→ **What is required**:
Copy the records below from the start down through the line containing "[[702, 700], [1088, 710], [490, 507]]", keeping every request line, and move each answer coordinate by adding -64 to it.

Records pointing to named objects

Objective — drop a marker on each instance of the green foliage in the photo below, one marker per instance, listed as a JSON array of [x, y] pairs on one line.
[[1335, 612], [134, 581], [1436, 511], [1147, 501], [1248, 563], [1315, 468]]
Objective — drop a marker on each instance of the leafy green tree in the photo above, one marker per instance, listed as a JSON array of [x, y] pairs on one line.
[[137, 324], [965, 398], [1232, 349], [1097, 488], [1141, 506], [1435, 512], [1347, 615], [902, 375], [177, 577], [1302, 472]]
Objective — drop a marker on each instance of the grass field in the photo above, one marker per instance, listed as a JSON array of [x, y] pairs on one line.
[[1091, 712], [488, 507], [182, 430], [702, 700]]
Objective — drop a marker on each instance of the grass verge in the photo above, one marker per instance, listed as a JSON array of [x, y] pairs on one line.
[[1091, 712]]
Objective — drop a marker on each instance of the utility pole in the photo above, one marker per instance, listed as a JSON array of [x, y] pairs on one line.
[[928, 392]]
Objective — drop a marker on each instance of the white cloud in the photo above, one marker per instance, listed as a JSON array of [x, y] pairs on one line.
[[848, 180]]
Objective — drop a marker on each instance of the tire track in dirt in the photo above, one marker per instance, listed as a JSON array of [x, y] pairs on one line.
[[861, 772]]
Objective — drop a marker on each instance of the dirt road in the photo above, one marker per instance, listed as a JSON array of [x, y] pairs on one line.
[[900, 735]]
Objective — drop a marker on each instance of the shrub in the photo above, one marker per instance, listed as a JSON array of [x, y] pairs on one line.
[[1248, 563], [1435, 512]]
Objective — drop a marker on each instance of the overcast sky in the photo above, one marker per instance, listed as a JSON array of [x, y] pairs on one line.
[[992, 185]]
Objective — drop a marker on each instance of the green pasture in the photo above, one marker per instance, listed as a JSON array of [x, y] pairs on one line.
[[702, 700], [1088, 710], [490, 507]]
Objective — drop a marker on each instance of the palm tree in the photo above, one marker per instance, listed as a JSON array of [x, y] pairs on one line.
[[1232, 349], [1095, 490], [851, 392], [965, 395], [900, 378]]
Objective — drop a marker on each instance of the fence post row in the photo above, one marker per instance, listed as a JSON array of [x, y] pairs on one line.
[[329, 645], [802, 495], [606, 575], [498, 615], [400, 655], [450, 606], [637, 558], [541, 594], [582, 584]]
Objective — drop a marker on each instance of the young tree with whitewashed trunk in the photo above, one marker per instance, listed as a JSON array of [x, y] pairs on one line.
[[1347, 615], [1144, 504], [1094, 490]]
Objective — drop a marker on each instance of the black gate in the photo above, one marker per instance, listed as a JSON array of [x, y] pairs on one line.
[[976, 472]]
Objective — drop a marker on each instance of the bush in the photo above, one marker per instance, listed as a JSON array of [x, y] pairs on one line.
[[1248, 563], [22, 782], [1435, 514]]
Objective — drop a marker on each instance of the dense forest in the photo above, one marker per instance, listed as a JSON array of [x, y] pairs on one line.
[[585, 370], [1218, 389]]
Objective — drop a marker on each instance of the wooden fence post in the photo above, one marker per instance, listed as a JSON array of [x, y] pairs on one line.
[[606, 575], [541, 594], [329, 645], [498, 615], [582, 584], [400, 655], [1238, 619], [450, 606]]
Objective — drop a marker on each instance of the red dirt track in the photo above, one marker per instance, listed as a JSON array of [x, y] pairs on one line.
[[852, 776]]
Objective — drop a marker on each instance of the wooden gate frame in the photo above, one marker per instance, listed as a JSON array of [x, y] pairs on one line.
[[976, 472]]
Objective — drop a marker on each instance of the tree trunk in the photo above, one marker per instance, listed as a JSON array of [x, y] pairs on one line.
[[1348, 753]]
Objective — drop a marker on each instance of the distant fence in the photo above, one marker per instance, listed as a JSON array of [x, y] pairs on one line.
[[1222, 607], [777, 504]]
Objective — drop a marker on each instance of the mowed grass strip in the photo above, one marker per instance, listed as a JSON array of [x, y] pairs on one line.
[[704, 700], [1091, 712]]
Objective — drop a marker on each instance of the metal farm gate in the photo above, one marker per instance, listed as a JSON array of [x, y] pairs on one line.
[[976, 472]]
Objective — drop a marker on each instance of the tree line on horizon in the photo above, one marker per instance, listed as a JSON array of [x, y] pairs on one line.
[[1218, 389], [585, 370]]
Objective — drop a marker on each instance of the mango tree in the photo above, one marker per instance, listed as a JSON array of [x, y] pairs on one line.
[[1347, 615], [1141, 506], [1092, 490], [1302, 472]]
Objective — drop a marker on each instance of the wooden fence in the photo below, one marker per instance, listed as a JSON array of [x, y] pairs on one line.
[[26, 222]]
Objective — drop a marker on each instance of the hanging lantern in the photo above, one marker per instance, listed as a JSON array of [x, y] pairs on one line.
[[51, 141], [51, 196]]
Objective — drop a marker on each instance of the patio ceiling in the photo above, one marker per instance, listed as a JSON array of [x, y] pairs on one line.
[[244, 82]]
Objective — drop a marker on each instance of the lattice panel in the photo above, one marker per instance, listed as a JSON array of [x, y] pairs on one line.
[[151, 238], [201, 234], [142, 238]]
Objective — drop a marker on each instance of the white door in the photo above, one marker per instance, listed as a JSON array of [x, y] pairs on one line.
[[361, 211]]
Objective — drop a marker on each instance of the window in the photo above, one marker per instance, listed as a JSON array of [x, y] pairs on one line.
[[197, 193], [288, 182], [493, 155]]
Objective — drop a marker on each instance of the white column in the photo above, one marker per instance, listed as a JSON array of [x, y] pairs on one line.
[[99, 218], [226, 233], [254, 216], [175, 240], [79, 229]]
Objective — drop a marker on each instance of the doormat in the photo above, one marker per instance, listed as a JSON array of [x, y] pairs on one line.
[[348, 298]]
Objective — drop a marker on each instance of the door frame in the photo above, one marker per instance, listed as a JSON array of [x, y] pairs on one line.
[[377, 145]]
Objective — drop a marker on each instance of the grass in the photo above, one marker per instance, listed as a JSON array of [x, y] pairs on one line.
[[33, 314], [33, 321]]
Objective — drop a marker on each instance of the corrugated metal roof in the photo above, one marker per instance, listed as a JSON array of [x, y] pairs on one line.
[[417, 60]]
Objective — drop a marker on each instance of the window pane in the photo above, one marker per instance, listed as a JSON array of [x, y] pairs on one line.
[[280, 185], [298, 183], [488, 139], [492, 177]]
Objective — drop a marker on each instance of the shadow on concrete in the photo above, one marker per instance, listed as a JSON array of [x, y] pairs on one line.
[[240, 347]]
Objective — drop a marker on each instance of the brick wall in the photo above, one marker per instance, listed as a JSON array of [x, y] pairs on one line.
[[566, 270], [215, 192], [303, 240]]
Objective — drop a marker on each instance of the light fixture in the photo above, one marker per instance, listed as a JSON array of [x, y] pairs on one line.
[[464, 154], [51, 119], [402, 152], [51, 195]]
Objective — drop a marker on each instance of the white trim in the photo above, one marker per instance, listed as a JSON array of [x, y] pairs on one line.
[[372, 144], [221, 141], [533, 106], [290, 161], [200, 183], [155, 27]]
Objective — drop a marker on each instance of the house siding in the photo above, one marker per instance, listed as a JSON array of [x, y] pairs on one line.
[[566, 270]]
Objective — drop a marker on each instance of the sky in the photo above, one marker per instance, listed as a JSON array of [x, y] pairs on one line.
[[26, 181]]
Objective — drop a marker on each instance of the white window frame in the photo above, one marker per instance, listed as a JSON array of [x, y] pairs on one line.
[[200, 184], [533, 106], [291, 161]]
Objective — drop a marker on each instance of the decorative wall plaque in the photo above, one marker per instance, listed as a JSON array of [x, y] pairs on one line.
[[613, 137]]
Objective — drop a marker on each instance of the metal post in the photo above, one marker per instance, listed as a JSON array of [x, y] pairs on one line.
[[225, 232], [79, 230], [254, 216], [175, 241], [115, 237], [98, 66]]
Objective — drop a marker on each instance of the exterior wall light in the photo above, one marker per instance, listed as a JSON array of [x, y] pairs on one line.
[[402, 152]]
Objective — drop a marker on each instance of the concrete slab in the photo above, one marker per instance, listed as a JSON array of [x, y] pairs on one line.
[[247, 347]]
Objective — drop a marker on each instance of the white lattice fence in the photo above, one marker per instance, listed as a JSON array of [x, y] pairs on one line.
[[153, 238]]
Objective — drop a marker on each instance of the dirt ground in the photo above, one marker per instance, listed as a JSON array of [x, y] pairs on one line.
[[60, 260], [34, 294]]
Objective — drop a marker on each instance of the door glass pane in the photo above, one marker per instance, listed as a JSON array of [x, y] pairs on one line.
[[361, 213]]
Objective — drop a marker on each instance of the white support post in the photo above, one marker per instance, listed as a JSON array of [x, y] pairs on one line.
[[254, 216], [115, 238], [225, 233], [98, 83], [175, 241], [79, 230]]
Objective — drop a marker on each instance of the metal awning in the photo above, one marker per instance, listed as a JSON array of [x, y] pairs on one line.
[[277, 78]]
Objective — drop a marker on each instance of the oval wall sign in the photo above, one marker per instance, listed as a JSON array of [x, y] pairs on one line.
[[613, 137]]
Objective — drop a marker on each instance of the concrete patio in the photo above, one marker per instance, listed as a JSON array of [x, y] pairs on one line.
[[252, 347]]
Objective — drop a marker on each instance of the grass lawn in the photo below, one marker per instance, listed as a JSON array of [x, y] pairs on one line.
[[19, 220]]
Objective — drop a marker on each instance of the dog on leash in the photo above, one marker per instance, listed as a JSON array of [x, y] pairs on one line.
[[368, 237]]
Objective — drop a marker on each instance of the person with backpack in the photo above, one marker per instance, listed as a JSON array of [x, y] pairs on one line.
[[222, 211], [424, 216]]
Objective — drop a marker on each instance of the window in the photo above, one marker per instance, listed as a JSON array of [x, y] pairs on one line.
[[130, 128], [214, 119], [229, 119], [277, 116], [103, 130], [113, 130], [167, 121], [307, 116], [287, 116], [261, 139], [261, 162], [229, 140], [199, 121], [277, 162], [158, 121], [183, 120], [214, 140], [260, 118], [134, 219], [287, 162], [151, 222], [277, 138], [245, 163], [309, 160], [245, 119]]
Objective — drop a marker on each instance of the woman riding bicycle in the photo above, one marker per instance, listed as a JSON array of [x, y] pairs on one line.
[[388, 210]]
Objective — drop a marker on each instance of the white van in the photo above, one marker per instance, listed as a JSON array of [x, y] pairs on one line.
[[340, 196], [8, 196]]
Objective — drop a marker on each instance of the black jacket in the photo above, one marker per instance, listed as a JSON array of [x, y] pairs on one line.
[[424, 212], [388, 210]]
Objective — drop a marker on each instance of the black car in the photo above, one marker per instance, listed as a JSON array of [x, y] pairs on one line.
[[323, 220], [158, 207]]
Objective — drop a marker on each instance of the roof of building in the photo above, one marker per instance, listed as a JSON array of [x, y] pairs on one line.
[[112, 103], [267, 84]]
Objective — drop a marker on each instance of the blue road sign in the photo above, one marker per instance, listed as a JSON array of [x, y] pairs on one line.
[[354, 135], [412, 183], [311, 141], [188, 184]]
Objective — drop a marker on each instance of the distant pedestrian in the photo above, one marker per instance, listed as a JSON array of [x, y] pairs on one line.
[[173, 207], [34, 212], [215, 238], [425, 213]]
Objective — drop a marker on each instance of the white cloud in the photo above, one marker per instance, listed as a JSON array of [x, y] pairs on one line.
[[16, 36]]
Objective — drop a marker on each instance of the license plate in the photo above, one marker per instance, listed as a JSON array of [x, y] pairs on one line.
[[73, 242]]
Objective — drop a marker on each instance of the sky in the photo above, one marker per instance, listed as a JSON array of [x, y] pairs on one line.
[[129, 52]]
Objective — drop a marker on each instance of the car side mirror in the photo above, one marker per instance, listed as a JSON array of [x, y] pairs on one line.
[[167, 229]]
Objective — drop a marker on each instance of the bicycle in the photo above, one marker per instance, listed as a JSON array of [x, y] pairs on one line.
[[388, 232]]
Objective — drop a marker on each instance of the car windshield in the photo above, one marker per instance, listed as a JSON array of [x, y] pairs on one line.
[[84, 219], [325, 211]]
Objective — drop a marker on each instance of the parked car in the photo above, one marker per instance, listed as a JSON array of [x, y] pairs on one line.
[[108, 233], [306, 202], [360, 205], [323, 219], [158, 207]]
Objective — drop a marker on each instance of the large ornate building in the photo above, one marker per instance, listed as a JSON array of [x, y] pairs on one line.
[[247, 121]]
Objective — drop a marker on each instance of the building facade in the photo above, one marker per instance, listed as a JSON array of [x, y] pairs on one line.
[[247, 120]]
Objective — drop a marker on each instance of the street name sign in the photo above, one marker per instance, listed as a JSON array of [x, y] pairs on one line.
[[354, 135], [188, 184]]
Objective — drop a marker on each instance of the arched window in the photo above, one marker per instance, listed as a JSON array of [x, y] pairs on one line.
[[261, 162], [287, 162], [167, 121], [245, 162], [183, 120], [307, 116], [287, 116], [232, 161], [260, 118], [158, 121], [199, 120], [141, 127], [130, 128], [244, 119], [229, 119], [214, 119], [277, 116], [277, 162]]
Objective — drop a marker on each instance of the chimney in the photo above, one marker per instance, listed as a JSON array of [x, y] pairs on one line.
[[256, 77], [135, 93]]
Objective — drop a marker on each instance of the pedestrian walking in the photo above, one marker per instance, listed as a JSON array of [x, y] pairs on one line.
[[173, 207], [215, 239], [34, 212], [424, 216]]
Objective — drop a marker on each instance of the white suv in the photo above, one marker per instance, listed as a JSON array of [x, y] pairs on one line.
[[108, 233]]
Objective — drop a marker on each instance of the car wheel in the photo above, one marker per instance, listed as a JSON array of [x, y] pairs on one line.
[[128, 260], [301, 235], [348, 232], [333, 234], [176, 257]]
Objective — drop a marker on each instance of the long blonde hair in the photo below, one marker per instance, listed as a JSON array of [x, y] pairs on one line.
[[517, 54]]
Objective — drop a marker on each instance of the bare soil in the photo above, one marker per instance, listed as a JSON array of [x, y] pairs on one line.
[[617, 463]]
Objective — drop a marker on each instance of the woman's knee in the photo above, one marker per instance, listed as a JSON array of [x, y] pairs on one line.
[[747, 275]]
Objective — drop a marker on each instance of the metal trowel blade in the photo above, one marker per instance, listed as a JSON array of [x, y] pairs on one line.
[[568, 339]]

→ **Correct response**:
Objective — drop a marker on each instance of the green foliage in the photo below, one marker per instance, listed as a JSON array of [x, y] pairs on one line.
[[1271, 548], [70, 517], [1372, 447], [1083, 437], [1184, 499], [1251, 404]]
Objective — drop a marker on each instance of the leafy green tree in the photo above, one marker per instance, listed as a JSON array of [x, y] pairs on one line.
[[73, 260], [901, 334], [1168, 285], [1033, 424], [1077, 442], [1371, 448], [1283, 551], [838, 311], [113, 513], [1238, 408]]
Objective — drop a marker on each instance of the grass field in the photo above, one marker per instance, listed as a JSON array of [x, y] pairs on one line.
[[1027, 648], [424, 443], [118, 366], [638, 636]]
Objective — drop a marker on each instance of the grass verge in the photo above, one marker per instance, listed as a JSON array of [x, y] pairs on one line.
[[1027, 648]]
Objective — drop a marker on each instance of the utility pole in the photo above, one marker per instance, listed as a JSON array of [x, y] pairs on one line.
[[864, 328]]
Objective — drop a marker on each instance of the white cloud in the photo above, one marker per instance, listed as a JSON array of [x, y] pairs on one line.
[[784, 116]]
Objective — drop a marker on each instance of the tire track in dirt in the photo above, one marker per instance, listed as a JSON array of [x, y] pairs on one line.
[[797, 708]]
Objective — drop a marker on each instance of the dirt road in the photo above, one marker per instance, listed as a JSON array of [x, y] pairs on one line.
[[836, 671]]
Objective — drop a marker on each instance of the shrub in the photo above, one marker per instance, listed as a JSON array of [x, y] pairs on one line.
[[1184, 499], [1371, 448]]
Objective — drop a marker on each instance of the overcast sky in the photo above, one marker per instance, listed as a JSON array of [x, y] pairs on one line.
[[928, 121]]
Objective — drop a marker on each instance of the green pasture in the photo above, one marker per instance, listed as a JSON array of [x, y] pairs on one line.
[[638, 636], [1024, 646], [426, 443]]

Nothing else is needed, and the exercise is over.